_STATED PROBLEM 1_: Please rewrite the forum thread about dogs on the bed, starting with "Our little dog" and going on through "his bed time.", swapping "Cruz" for "Rocky".
_STATED PROBLEM 2_: In the forum thread about dogs on the bed, what does Xafie's little dog do when she gets annoyed at the humans hogging the space?
_STATED PROBLEM 3_: Write the next post in the forum thread about dogs on the bed, following its last post.

** start of TEXT SHOWN **

Really? I read up a lot on separation anxiety (especially in light of recent events) but I never heard anything about puppies mentioned. That's what I get for not researching even further before making assumptions. :/


----------



## Baillif

Giving the dog the bed is one step away from being dominated by the dog hardcore. In fact the only reason humans enjoy mastery of the planet is keeping the dogs out of the bed.


----------



## scarfish

no it's not. nothing wrong with sleeping with your dog.


----------



## misslesleedavis1

Baillif said:


> Giving the dog the bed is one step away from being dominated by the dog hardcore. In fact the only reason humans enjoy mastery of the planet is keeping the dogs out of the bed.


Yeah bc once they are in there they expect things and next thing you know the dogs got your visa and is at the spa..


----------



## MyHans-someBoy

Baillif said:


> Giving the dog the bed is one step away from being dominated by the dog hardcore. In fact the only reason humans enjoy mastery of the planet is keeping the dogs out of the bed.



Hmmm. I think I remember seeing lil Crank, when Baillif first got him, lounging on the bed.
OMG! I bet it's actually Crank who is now posting! 
Bet Baillif's tied up underneath the bed during the takeover.


----------



## Lilie

Baillif said:


> Giving the dog the bed is one step away from being dominated by the dog hardcore. In fact the only reason humans enjoy mastery of the planet is keeping the dogs out of the bed.


My dogs make my bed.


----------



## scarfish

ballif, you really won't tke a nap with a dog on the bed or are you trolling?


----------



## misslesleedavis1

I can't figure out how to keep my warm fuzzies on the bed


----------



## Baillif

MyHans-someBoy said:


> Hmmm. I think I remember seeing lil Crank, when Baillif first got him, lounging on the bed.
> OMG! I bet it's actually Crank who is now posting!
> Bet Baillif's tied up underneath the bed during the takeover.


We keep the old masters in the crates now. Soon none will be safe from the terror of the malinois


----------



## Xafie

Our little dog sleeps on the bed until she get annoyed at us humans hogging the space, she grunts and hops off. The cat on the other hand sleeps on the floor with our Shepherd pup.. They are best friends


----------



## jafo220

Cruz is allowed on the bed as long as he settles and his paws are decent. We have a routine of watching TV for a couple hours on the bed before actual bed time. He looks forward to it. He likes the bed. We also lounge in bed in the morning too. He gets chippie if he doesn't get his bed time.


----------



## shepherdmom

My dogs sleep on their beds on the floor of my bedroom. They are not allowed in my bed. I also have various crates scattered around case anyone wants to sleep in them, but they haven't for a while now.

** end of TEXT SHOWN **
** start of EXTRACTED DATA **

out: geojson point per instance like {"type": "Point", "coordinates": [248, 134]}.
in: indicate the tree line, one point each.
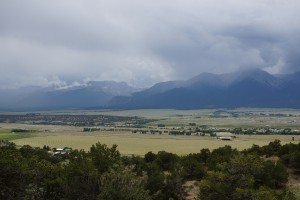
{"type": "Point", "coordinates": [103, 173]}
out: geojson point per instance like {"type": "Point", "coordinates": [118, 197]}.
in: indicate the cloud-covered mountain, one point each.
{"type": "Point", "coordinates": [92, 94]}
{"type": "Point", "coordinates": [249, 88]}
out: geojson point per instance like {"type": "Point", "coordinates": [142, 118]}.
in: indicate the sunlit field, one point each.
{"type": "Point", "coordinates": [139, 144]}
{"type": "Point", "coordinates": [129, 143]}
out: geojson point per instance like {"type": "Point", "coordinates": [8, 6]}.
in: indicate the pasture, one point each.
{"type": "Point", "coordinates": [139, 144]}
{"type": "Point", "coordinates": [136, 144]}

** end of EXTRACTED DATA **

_TASK RESPONSE 1_:
Our little dog sleeps on the bed until she get annoyed at us humans hogging the space, she grunts and hops off. The cat on the other hand sleeps on the floor with our Shepherd pup.. They are best friends


----------



## jafo220

Rocky is allowed on the bed as long as he settles and his paws are decent. We have a routine of watching TV for a couple hours on the bed before actual bed time. He looks forward to it. He likes the bed. We also lounge in bed in the morning too. He gets chippie if he doesn't get his bed time.

_TASK RESPONSE 2_: She grunts and hops off the bed.

_TASK RESPONSE 3_:
----------



## Arc

Mums small dog sleeps with me if I go to bed before her but abandoned me for her bed (alpha I guess). That and when she gets up before me, I find myself a new guest that noses straight under the covers. No I don't mind the dirt, hair, filth or anything else, its part of having a dog. Life is too short to care about some dirt and its just a piece of furniture.

I'm hoping to adopt a shepherd mix in the next few days, depends if hes house broken or not as that is the terms of my agreement. He will get his own bed but hes welcome to jump in my bed if he wants on day one, its never been an issue with any dog.


----------



## JockSTAR

Didn't let him sleep on the bed but let HIM decide that he was going to sleep on the floor BESIDE the bed. Just plopped himself down one night and looked up with those eyes. BIGGEST mistake. His already dodgy behaviour took a severe turn for the worst and he became the really pushy little guy of the household climbing his way up the ladder. In a way it was a blessing as we got a trainer in who sorted us out immediately and learned some great lessons - if only I could have had those first few months over again...  He went back to the crate for a while and now sleeps in the laundry (we have very mild weather here in our part of Oz and it is security screened so mozzie and intruders cannot get in). He even takes himself back into the crate and the laundry during the day if the mood takes him. He spends his days outside and his pushiness has all but gone. Still a way to go but can see light at the end of the tunnel. So for me, it would be a no to that bed sharing thing.


----------



## Fate_GSD

Neither of our pets are allowed to be on any furniture, including the bed. 
Fate is 4 months old and sleeps in her crate next to our bed.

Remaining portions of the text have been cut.